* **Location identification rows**
================

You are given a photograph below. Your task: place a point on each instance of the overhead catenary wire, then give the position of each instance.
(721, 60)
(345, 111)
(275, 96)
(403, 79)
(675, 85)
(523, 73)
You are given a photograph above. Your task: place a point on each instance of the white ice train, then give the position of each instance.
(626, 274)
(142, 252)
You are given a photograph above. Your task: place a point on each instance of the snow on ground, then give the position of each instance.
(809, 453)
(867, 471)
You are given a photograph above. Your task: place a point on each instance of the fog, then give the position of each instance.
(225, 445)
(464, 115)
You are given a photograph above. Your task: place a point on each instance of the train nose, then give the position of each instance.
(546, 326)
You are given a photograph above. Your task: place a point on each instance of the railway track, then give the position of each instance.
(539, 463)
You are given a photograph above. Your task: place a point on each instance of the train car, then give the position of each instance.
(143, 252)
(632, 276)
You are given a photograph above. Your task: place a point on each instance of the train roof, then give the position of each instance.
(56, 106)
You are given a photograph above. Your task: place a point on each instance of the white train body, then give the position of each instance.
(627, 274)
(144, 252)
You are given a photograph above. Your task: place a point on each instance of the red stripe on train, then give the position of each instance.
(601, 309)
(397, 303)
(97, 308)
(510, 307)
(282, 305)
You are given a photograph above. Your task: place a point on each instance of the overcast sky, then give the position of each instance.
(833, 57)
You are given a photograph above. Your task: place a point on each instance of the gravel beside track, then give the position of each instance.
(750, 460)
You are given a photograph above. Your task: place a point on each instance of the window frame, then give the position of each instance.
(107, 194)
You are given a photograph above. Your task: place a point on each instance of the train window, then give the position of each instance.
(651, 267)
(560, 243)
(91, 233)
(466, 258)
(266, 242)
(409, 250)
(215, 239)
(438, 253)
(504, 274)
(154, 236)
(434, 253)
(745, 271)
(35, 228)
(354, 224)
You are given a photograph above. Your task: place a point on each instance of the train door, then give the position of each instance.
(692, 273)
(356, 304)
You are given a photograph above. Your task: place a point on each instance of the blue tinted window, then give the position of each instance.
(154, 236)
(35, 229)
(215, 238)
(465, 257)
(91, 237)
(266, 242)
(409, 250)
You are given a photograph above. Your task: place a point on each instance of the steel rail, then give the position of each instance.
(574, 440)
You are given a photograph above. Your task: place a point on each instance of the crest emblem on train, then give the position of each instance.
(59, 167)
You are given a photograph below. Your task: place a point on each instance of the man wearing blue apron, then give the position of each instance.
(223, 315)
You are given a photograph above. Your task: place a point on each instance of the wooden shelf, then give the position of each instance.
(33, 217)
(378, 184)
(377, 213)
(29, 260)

================

* **WHAT IS ASKED**
Rewrite everything from the row containing "of the blue" down to the last row above, keeping the request rows unchanged and increasing every coordinate in the answers by 3.

* **ANSWER TO THE EXERCISE**
You are given a photograph above. Your task: place a point on each instance of the blue tinted window, then give the position of each instance.
(157, 239)
(38, 232)
(218, 241)
(468, 260)
(94, 240)
(269, 245)
(412, 253)
You are given a photograph above. Your task: place a point on each instance of the steel rail, then give the position of each instance.
(577, 443)
You are given a photograph above. Your task: place a point on each instance of the crest emblem on train, then give the position of each instance.
(62, 170)
You are given a photograph below. Your task: place a point on each instance of the man wearing blue apron, then give the position of each instance.
(226, 318)
You are given a photograph above. Your task: place a point on each instance of the wooden shelf, then give the position of each instance.
(36, 220)
(381, 187)
(380, 216)
(32, 263)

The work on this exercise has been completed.